Data section:
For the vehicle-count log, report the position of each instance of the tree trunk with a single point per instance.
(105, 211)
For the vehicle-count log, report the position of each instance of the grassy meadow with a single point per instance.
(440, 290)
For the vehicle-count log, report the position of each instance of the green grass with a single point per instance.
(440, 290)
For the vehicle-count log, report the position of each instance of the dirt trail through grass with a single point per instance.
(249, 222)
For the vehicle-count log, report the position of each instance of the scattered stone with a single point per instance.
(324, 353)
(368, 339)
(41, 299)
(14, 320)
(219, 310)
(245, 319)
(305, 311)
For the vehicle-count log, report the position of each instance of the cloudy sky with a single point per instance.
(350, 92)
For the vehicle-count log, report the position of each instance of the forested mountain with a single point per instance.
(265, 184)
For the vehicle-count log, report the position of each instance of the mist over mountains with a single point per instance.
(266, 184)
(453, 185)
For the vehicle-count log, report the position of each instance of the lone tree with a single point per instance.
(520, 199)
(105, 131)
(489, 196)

==

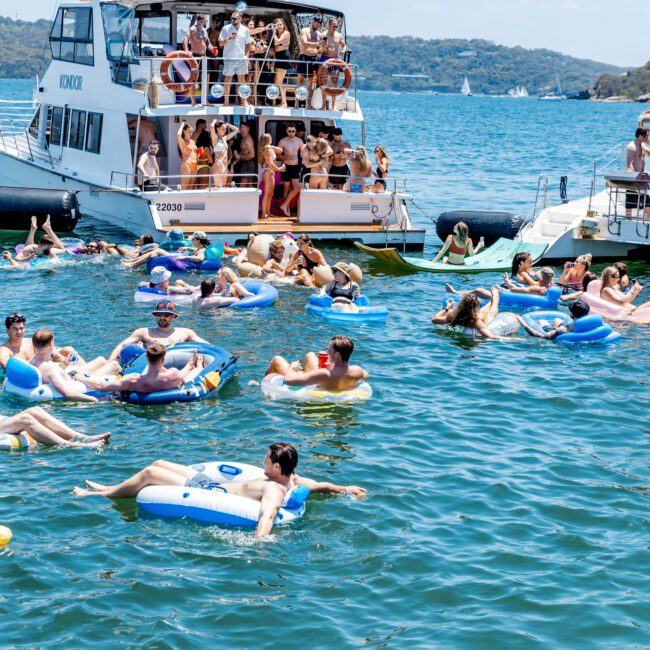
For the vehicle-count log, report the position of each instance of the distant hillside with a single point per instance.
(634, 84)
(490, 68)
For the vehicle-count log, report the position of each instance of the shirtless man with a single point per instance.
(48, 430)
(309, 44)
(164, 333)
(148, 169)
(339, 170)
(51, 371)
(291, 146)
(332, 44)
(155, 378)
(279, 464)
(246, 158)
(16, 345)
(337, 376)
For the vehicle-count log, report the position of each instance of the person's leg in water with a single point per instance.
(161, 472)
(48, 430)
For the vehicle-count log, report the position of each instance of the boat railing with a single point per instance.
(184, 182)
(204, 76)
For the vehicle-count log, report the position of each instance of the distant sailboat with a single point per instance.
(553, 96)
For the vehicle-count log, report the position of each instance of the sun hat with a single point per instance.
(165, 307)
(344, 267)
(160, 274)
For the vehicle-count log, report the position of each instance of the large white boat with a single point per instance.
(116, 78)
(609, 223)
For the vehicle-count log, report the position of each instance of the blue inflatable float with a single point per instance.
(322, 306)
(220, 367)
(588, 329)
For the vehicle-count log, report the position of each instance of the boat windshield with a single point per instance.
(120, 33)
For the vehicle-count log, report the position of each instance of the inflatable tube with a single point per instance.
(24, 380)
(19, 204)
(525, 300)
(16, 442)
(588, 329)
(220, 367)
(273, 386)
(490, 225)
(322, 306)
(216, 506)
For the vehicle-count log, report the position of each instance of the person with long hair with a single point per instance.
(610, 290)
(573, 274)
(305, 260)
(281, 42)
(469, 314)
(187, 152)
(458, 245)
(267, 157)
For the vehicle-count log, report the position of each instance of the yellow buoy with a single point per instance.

...

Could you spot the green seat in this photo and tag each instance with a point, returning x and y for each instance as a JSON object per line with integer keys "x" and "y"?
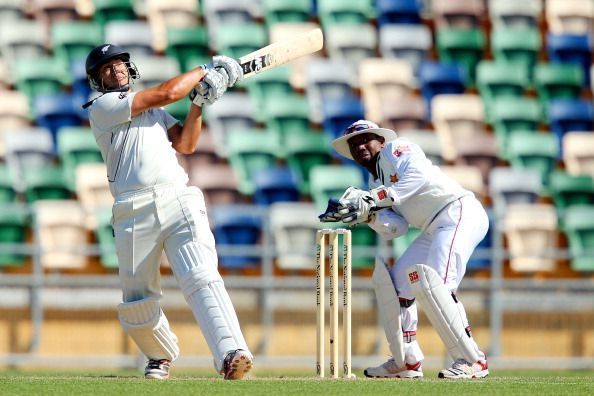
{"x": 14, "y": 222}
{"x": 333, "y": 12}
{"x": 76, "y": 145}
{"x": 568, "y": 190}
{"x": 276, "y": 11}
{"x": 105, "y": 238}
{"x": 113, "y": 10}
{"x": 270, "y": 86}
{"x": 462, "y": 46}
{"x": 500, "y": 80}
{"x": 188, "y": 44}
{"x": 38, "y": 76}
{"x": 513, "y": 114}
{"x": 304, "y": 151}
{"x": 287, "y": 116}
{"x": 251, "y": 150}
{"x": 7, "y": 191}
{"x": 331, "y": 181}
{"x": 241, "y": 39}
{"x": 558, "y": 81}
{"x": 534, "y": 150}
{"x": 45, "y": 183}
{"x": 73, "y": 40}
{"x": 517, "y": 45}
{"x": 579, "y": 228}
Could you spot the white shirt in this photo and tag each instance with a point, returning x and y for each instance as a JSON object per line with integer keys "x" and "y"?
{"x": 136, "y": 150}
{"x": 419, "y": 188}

Task item: Take the line above containing "sailboat with a single point per instance.", the line containing "buoy with a single point per instance.", and all lines in between, and copy them exactly without anything else.

Reply:
For the vehicle-count log, report the position of each instance of the distant sailboat with a single point per instance.
(553, 96)
For the vehicle-count log, report the position of each instance of the sun hat with a single point per instance.
(165, 307)
(344, 267)
(160, 274)
For the vehicle-count log, report the position of each instance of the large white boat with a single point per instance.
(116, 78)
(609, 223)
For the vehicle-count log, report the position of each instance of the blue inflatable float with a single point per instance.
(322, 306)
(220, 367)
(588, 329)
For the vehicle-count log, report the position of each instance of the boat windshield with a single point per instance.
(120, 33)
For the vehicle-count log, report the position of each instance of the inflatable tube with a single point per instance.
(24, 380)
(19, 204)
(525, 300)
(16, 442)
(588, 329)
(220, 367)
(273, 386)
(490, 225)
(322, 306)
(216, 506)
For the vehicle-count log, report the position of each instance of the person with long hair with a single point per instance.
(610, 290)
(573, 274)
(305, 260)
(281, 42)
(469, 314)
(187, 152)
(458, 245)
(267, 157)
For the vehicle-count log, report the position of each instance of the yellow buoy with a single point per instance.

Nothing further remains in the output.